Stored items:

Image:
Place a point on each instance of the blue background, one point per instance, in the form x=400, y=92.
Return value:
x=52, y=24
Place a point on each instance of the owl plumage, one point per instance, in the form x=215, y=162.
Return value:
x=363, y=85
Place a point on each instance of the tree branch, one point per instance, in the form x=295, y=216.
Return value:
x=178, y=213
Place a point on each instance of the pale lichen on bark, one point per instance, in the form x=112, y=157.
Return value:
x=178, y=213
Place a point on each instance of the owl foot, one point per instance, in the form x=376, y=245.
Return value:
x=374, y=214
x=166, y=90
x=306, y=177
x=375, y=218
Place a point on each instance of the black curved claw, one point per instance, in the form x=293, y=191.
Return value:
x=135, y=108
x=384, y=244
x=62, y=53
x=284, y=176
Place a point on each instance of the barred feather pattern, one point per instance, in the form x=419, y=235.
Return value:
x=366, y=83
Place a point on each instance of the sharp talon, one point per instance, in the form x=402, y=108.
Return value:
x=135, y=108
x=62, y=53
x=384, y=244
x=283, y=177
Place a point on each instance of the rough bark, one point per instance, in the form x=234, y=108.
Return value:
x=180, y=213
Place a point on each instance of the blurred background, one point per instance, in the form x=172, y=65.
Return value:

What you need to do: Transcribe the lines without alteration, beginning with the line containing "Place a point on each instance of the barred" and ending after the line containing "x=180, y=213".

Task output:
Place a point on each instance of the barred feather pattern, one point per instance, in the form x=419, y=235.
Return value:
x=366, y=83
Place a point on each instance of the sharp talon, one point per instance, in the form x=402, y=108.
Return value:
x=135, y=108
x=62, y=53
x=384, y=244
x=283, y=177
Place a point on each instance of the rough bark, one point per instance, in the form x=234, y=108.
Return value:
x=180, y=213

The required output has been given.